** start PROVIDED RECORDS **
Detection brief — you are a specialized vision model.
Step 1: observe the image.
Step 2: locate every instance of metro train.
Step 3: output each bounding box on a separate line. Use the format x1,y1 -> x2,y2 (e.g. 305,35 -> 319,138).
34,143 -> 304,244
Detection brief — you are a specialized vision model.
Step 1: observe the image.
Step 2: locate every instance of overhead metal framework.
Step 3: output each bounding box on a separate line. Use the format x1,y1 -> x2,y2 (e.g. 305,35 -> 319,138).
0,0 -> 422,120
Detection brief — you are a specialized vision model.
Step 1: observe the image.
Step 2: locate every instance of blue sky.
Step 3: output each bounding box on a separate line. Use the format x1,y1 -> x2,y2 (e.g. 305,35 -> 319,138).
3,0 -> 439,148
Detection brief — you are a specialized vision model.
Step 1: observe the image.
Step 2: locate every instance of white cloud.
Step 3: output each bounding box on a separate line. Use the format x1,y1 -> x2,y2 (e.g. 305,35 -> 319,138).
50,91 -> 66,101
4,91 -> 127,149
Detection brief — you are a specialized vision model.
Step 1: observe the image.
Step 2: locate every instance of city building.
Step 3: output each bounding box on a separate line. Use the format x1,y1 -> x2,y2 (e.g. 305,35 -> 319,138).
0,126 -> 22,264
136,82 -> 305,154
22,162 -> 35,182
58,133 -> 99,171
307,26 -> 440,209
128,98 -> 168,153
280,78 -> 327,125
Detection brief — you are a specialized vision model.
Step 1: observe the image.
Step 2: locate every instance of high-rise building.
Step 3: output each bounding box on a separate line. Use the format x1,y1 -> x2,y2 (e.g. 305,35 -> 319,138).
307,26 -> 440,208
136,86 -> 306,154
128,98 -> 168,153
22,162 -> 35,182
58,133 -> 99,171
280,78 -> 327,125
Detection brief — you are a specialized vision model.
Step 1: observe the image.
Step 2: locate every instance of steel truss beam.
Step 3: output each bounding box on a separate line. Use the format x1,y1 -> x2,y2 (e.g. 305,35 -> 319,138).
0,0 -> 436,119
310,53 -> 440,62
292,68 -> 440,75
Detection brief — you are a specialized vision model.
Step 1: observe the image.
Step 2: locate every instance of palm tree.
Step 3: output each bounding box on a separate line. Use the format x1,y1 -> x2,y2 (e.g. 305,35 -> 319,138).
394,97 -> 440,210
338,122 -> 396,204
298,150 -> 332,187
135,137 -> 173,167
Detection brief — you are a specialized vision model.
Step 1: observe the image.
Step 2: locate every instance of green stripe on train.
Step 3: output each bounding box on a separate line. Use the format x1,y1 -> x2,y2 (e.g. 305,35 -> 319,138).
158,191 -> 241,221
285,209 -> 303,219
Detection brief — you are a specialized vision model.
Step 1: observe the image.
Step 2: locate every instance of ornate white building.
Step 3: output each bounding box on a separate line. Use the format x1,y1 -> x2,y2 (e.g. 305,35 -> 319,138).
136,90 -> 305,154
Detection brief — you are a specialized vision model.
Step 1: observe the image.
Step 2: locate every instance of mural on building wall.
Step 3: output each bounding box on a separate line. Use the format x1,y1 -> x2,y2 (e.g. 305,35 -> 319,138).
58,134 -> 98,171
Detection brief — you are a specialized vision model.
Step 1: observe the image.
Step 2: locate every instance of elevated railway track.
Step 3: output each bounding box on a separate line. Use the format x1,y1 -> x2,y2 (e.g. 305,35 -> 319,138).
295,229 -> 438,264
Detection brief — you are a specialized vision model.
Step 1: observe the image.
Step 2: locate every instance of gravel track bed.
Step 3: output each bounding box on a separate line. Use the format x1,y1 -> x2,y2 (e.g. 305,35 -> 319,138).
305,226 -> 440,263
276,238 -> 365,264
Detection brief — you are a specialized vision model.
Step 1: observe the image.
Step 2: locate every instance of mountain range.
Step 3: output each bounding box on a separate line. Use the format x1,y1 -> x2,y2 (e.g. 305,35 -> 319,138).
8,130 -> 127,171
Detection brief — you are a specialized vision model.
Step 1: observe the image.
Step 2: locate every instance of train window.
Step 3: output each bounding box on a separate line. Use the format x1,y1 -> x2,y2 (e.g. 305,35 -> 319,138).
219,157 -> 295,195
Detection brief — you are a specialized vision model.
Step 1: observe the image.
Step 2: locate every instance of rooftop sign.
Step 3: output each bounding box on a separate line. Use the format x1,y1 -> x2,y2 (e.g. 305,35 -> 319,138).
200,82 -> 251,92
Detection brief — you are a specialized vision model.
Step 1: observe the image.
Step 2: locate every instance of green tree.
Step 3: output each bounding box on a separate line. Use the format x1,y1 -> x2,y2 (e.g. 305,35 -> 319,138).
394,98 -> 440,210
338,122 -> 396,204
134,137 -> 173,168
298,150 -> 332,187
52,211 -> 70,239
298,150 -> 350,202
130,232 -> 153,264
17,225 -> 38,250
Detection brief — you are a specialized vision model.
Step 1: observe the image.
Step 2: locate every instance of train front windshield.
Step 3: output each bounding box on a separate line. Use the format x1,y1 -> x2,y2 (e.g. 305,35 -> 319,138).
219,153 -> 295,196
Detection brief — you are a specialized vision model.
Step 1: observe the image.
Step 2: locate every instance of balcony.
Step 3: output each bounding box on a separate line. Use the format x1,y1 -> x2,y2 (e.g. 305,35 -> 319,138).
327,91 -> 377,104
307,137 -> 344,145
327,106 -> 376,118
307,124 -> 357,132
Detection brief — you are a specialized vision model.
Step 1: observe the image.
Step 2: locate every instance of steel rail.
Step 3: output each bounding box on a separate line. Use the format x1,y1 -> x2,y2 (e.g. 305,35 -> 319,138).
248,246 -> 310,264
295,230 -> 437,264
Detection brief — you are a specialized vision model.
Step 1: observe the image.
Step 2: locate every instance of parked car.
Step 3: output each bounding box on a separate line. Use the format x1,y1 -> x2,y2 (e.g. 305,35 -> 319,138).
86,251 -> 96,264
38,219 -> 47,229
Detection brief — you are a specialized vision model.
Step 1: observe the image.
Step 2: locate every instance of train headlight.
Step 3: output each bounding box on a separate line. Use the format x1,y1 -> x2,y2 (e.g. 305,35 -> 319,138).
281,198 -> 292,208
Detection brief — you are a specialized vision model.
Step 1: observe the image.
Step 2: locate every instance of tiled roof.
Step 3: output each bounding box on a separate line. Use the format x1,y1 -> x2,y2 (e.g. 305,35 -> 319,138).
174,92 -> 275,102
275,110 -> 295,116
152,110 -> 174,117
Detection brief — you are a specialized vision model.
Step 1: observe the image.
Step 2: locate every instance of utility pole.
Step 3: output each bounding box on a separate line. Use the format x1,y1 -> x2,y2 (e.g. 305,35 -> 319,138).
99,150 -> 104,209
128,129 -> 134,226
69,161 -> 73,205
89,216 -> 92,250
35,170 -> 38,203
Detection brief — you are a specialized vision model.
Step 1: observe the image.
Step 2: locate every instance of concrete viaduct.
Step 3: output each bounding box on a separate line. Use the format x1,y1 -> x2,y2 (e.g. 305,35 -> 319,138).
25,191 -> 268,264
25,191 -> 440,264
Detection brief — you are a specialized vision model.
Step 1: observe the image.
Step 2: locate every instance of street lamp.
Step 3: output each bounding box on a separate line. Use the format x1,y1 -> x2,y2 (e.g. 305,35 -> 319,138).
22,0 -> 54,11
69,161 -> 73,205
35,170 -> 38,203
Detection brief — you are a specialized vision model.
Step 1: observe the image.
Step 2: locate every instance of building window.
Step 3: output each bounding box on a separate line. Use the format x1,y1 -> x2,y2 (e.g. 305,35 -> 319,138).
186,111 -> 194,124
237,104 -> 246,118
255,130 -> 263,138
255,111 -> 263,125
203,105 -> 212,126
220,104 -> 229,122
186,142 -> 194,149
** end PROVIDED RECORDS **
## WHAT THIS TASK INVOLVES
State how many lines in the entries contain the string "white", with case counting, and give only the number.

## EXERCISE ANSWER
2